Dataset entries:
============================================================

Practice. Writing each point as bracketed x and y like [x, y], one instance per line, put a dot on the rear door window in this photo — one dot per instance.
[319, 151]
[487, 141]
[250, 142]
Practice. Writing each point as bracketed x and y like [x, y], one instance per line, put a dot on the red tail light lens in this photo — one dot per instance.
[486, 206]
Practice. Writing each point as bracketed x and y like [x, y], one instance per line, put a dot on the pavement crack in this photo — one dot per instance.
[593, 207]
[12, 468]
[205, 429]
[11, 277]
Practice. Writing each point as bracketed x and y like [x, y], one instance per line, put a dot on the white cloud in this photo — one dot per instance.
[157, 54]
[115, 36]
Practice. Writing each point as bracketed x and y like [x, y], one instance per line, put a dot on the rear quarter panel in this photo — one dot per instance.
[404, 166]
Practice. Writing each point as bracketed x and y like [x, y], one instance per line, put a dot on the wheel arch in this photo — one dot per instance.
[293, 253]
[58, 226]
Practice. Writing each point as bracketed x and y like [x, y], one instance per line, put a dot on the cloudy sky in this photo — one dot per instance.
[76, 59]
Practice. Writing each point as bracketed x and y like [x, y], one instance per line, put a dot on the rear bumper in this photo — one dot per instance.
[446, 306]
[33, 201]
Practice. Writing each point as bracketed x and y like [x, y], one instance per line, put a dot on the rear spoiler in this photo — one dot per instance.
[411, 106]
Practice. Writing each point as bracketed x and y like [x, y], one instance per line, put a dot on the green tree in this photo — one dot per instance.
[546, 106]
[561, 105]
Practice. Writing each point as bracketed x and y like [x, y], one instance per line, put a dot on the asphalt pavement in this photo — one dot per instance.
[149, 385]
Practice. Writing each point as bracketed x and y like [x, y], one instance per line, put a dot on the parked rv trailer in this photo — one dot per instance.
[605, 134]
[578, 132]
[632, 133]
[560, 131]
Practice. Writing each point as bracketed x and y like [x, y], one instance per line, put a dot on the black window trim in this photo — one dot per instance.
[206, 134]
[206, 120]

============================================================

Could you print every item above verbatim, line for line?

Result of this exercise =
Practice. Writing each point as bracketed x and y like [x, y], one instance per line, put a dot on the rear door window in this photo — one dot per instance.
[319, 151]
[487, 141]
[250, 142]
Practice. Writing each point as bracketed x and y like [x, y], one instance per line, put a dot on the red tail light lens in this photo — one dot per instance.
[486, 206]
Practice. Writing each point as bracketed x and y like [x, y], one instance per line, put a dot on the pavement crack in this photo — one dot per instance.
[593, 207]
[12, 468]
[205, 429]
[11, 277]
Practice. Writing each point as bracketed x and y like [x, y], one instance per line, put a dot on the white cloud in this photo — one dot per instance.
[157, 54]
[115, 36]
Practice. Writing each point as bracketed x and y like [x, y], one instance per line, put a dot on the rear quarter panel in this photo — one dot per instance.
[404, 166]
Practice. Writing each point as bracketed x and y like [x, y], one instance per line, put a dot on the wheel arch in this photo — one dot per instance.
[293, 253]
[58, 226]
Practice. Writing each point as bracketed x and y like [x, y], one instance per line, put a dot on the cloudy sky in this photo — one dot per instance.
[76, 59]
Practice. Writing each point as bracketed x and y like [x, y], one instance per line, put a dot on the rear bumper in this photo — one dot per instance.
[446, 306]
[33, 201]
Practice. Writing each point as bracketed x and y like [x, y], one instance per line, put a dot on the rear spoiler in this photo — one dot per instance.
[411, 106]
Practice. Writing each point as bracketed x and y like [x, y], one instance per line, put a dot on the green tree in this photo — one dot per instance.
[546, 106]
[561, 105]
Practice. Writing each point as bracketed x and y like [x, y], one instance per line, put a dot on the asphalt pavement in this photo — one dot per instance.
[149, 385]
Practice. Writing each point as bracketed x and y like [x, y], one instance per line, put a dot on the parked rv trailer in this photo — one dot per instance.
[605, 134]
[578, 132]
[632, 133]
[560, 131]
Practice. Writing each point as bracketed x and y like [x, y], one instance per line, put a dot on the black window trim in this photo — one dot per instance.
[206, 134]
[206, 120]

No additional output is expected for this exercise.